Global shortage of capacity threatens efforts to contain COVID-19
As the number Nigerians battling the COVID-19 rises above 97, there are indications that global shortage of testing capacities, Personal Protective Equipment (PPE) and ventilators, may threaten the chances of patients to survive and nations to stop the spread of the virus.
The situation has created panic in Nigeria as the Nigeria Centre for Disease Control (NCDC), Director General and Chief Executive Officer of NCDC, Dr. Chikwe Ihekweazu, yesterday said most Nigerians were thronging the centre asking to get tested.
He, however, said the country does not have capacity to test everybody currently, but was only screening those with symptoms and cautioned against use of rapid test kits, saying they have not been validated.
Contrary to reports, Ihekweazu, explained that for now, the country has enough face masks and PPEs, but no ventilators, adding that although the number of cases were rising, most infections were mild and only few patients were having severe symptoms.
For some patients who will become critically ill after contracting COVID-19 in the coming weeks and months, a ventilator could be the difference between life and death.
However, The Guardian’s investigation showed that the current setup does not allow for testing of enough people because it is based on molecular technique, which is difficult to scale up.
Critics argued that this explained why only few people have been screened and that the country needed reliable rapid test kits to deployed immediately to help decentralise screening in the country. They say testing centres are needed in every state of the federation.
Until now, the World Health Organisation (WHO) and several studies have recommended several measures that could be put in place everywhere: the preparation and expansion of health services; widespread testing and tracing; social distancing and personal quarantine measures and clear messaging.
However, the Director General of the WHO, Dr. Tedros Adhanom Ghebreyesus, on Saturday cautioned that the chronic global shortage of personal protective equipment now constitutes one of the most urgent threats to the collective ability to save lives.

(Stored items from a collection)

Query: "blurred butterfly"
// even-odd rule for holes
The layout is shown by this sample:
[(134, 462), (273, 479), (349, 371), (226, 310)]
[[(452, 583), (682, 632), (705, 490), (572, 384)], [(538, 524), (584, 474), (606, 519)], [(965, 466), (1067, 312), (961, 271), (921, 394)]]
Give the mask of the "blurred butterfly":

■ Activity ■
Write out the passage of the article on the COVID-19 capacity shortage between "He, however, said" and "having severe symptoms.", inclusive. The material has no connection to the article on the COVID-19 capacity shortage.

■ Solution to this problem ■
He, however, said the country does not have capacity to test everybody currently, but was only screening those with symptoms and cautioned against use of rapid test kits, saying they have not been validated.
Contrary to reports, Ihekweazu, explained that for now, the country has enough face masks and PPEs, but no ventilators, adding that although the number of cases were rising, most infections were mild and only few patients were having severe symptoms.